━━━ Selected excerpt

In the vertical jump (i.e. static/concentric squat jump), the initial velocity is assumed to be 0m/s. Jump angle is expected to be 90degrees, and of course, gravity constant is 9.81$$m/s^2$$ (since we are interested in jumps on Earth, duh).

For example, if take-off velocity is equal to 3m/s, the calculated height reached is equal to:

$h = \frac{v_{to}^2}{2\times9.81}(m)$

$h = \frac{3^2}{19.62}(m)$ $h = \frac{9}{19.62}(m)$ $h = 0.46(m)$

Please note that the bodyweight (or the object mass) doesn’t influence the height reached. What bodyweight influences, though, is the take-off velocity reached given characteristics of the Force Generator.

# Force Generator

Force Generator is believed to be some entity in the lower body with distinct characteristics. In vjsim, these characteristics are: (1) force-length, (2) force-time, and (3) force-velocity characteristics (see Figure).

## Force-Length Characteristic

The main characteristic of the Force Generator is the ability to produce force. Thus the main parameter of the Force Generator is the max force ($$F_{max}$$), or the maximal force that Force Generator is capable of producing.

Unfortunately, Force Generator cannot express 100% of the maximal force across the whole push-off distance. Assuming isometric conditions (i.e. we move the Force Generator at a particular position alongside push-off distance and hold it firmly there), at a particular point in the push-off distance, Force Generator can express certain force percentage of the max force. The shape of this relationship (i.e. force percentage ~ distance) represents the Force-Length characteristic of the Force Generator.

The following code and Figure contains few examples how this relationship is modeled in vjsim using the vjsim::fgen_get_force_percentage1 function. Force-Length characteristic implemented in the vjsim depends on two parameters: decline rate (decline_rate) and peak location (peak_location). Decline rate indicate the rate at which the force percentage drops before peak location. Peak location is a point in the push-off distance calculated using the take-off point as a reference. For example, if push-off distance is 0.4m, the default peak location is -0.15 x push-off distance, or in this case -0.06m from the take-off (or at 0.36m from the start of the movement). Peak location is represented using take-off point as a frame of reference rather than the start of the movement (i.e. d=0), because we want to be able to able to simulate effects of taking a deeper jumping position on the jump performance. And besides, take-off position represents biomechanically sound reference point since it represents standing position.

━━━━━━
━━━ Dataset excerpts

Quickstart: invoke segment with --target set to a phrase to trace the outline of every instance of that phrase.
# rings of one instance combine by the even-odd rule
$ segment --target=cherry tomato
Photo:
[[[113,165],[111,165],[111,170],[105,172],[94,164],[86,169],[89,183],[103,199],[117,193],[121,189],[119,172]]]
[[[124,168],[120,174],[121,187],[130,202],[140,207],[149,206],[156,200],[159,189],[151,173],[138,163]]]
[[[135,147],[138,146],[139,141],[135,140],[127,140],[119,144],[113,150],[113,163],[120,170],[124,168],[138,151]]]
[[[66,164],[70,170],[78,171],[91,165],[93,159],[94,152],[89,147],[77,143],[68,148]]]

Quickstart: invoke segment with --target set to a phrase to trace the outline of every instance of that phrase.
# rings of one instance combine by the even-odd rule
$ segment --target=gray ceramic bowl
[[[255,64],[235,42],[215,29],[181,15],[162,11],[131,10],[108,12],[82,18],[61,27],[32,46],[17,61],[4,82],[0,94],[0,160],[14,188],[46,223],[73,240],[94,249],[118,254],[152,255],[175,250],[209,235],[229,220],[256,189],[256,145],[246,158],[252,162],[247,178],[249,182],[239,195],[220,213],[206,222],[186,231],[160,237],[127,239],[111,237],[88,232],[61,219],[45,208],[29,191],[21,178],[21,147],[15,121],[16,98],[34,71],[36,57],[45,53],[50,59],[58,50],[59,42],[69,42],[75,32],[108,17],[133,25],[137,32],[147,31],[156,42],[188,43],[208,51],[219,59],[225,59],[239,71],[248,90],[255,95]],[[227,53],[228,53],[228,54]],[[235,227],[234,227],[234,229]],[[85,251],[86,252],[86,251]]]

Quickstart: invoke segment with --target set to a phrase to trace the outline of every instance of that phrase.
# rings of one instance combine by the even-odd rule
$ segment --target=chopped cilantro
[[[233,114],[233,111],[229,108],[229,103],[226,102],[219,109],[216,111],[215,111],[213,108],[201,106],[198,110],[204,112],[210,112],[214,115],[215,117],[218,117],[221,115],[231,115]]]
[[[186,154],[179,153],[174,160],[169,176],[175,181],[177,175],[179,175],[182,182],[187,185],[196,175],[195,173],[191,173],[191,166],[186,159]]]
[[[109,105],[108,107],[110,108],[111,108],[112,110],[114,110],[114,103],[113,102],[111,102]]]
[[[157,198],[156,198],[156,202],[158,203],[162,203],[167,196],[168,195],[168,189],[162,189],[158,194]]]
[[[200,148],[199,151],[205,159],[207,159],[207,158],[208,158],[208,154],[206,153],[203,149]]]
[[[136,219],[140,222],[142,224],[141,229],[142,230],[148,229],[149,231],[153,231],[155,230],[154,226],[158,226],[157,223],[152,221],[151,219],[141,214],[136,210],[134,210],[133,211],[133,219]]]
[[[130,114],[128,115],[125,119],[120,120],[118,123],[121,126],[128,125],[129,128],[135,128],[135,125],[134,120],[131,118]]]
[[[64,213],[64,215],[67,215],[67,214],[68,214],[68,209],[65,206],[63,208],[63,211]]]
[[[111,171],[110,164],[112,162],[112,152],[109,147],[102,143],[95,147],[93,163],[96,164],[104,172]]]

━━━━━━

▸ **Parts of the exercise**:
A. According to the vertical jump text, what is the main parameter of the Force Generator?
B. List every characteristic of the Force Generator that the vertical jump text names for vjsim.

▸ **Solution list**:
A. The max force (F_max), the maximal force that the Force Generator is capable of producing.

B. Force-length, force-time, and force-velocity characteristics.